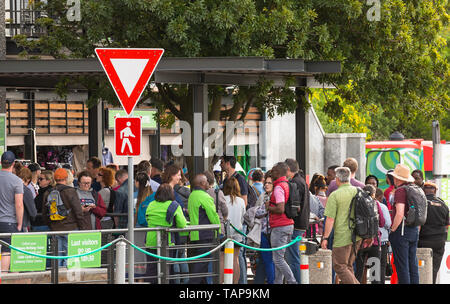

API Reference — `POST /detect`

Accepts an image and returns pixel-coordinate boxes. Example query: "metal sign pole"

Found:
[128,156,134,284]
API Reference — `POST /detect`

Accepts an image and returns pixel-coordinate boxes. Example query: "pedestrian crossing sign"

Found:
[114,116,142,156]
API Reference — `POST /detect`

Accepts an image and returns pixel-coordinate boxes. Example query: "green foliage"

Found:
[13,0,449,138]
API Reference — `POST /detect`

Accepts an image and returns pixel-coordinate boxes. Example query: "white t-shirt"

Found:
[224,195,246,242]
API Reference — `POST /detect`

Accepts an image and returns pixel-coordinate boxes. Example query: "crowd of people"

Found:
[0,149,447,285]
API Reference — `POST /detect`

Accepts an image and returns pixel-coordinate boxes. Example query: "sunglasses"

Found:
[38,177,47,181]
[97,174,103,177]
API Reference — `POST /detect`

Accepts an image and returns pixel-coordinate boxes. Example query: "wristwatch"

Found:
[322,237,329,241]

= = = = = = =

Try it> Return every line shown above without changing a word, and skip the pictures.

Result below>
API Reference — `POST /detect`

Accepts an image and returns pixel-coordinate boxes. Example query: "metal sign pole"

Found:
[128,156,134,284]
API Reference — `POST /detect`

Accepts an image and returns pixel-coordinate boxes. Example query: "pedestrian crossing sign"

Found:
[114,116,142,156]
API Reference — `POST /detect`

Accepts an image and returns pixel-coordinate boxes. Example query: "green foliage"

Found:
[13,0,449,138]
API Reference — `POST /detect`

Accepts an image and returns pixel-coordinate boxes. Example query: "white t-shirt"

Found:
[224,195,246,242]
API Reference — `POST /detect`

Accepts an image and returns pixel-coordinate boxes. Example query: "crowd of people"

Found:
[0,149,447,285]
API Reference — `POST /detect`

Accepts an image and returns pixel-coordinate boxes. Example query: "sunglasses"

Found:
[38,177,47,181]
[97,174,103,177]
API Reference — `POST /detect`

Accepts an image and returns pixel-coordinate boxes. Example query: "wristwatch"

Found:
[322,237,329,241]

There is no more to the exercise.